To do:
Copy out the records from the line with "Task: pin the orange" to the line with "point(21, 195)", both included, and leave the pictures out of your copy.

Records from a collection:
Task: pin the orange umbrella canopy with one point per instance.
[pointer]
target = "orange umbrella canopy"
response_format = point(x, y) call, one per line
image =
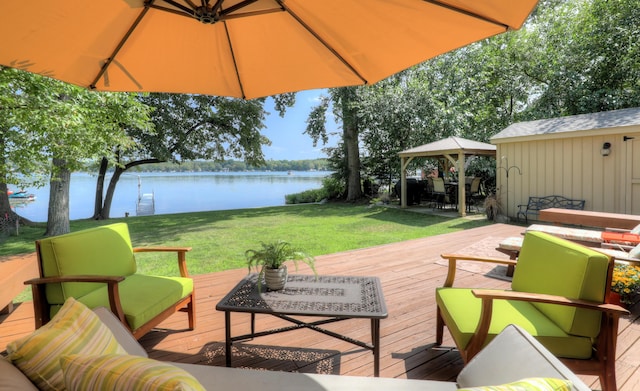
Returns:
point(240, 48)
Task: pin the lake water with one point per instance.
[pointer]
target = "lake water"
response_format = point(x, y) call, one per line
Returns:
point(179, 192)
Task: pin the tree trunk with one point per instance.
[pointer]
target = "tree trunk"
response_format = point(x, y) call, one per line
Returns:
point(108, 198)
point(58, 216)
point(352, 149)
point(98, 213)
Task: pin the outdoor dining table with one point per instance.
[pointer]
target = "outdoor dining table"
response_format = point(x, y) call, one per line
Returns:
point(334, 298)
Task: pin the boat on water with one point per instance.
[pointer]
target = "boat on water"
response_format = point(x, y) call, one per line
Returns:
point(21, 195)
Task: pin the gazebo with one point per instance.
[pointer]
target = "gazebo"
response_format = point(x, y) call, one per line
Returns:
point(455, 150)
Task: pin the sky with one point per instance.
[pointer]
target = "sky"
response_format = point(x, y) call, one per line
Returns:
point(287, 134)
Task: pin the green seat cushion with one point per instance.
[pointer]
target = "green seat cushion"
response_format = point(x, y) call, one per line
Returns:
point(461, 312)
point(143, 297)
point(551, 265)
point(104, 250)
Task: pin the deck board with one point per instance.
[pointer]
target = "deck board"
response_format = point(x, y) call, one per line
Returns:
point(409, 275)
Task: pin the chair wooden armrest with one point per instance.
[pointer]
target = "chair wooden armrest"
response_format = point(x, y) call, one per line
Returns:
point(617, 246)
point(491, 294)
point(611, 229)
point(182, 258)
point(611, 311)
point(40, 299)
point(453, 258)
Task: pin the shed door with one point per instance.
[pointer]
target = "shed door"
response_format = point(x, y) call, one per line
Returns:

* * *

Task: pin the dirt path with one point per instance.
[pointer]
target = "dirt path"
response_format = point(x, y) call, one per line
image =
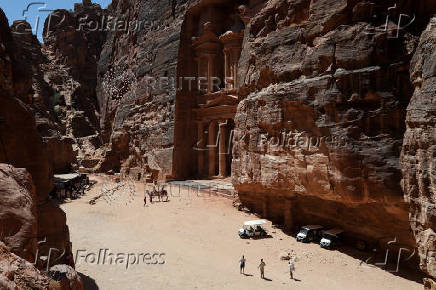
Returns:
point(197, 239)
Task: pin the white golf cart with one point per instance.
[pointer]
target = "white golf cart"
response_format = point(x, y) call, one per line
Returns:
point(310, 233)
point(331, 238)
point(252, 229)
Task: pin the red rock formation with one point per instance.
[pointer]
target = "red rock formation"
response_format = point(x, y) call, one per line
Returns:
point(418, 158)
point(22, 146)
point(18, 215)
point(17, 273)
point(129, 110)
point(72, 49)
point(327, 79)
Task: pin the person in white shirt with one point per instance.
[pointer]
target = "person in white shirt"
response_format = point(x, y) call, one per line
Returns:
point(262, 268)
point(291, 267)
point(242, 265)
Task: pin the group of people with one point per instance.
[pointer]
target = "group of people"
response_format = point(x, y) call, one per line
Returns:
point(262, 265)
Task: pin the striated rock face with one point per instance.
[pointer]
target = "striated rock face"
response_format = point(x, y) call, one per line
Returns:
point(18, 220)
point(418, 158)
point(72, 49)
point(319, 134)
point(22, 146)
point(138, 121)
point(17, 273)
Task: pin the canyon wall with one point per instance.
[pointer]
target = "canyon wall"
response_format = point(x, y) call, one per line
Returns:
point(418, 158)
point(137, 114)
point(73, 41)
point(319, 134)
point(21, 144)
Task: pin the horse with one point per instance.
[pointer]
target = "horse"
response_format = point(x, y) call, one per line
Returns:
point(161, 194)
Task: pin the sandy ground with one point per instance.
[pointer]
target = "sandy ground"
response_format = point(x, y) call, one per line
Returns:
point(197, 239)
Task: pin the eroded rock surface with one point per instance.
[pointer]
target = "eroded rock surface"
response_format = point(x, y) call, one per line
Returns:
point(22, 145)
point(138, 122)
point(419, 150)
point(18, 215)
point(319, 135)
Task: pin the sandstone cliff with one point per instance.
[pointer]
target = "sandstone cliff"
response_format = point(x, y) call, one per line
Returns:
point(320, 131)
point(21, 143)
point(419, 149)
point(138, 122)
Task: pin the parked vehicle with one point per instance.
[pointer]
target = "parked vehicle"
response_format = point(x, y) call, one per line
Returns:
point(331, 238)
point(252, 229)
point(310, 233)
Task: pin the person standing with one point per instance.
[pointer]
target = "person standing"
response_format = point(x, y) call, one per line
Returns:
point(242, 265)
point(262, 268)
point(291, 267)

Result below:
Task: pin the orange umbrella canopy with one point per instance.
[pointer]
target = "orange umbrella canopy"
response_format = point(x, y) call, one per line
image =
Returns:
point(240, 48)
Task: pin the lake water with one point per instance.
[pointer]
target = "lake water"
response_format = point(x, y) call, one per line
Returns:
point(179, 192)
Task: pin the tree trunk with one point per instance.
[pointer]
target = "tree trunk"
response_format = point(x, y) call, one per line
Returns:
point(108, 198)
point(58, 216)
point(352, 149)
point(98, 213)
Task: pin the outdoor dining table with one point per instance.
[pointer]
target = "outdoor dining table"
response_format = point(x, y) call, one per line
Returns:
point(334, 298)
Task: pin the boat on water with one point per instance.
[pointer]
target = "boat on water"
response_format = point(x, y) call, one per line
Returns:
point(21, 195)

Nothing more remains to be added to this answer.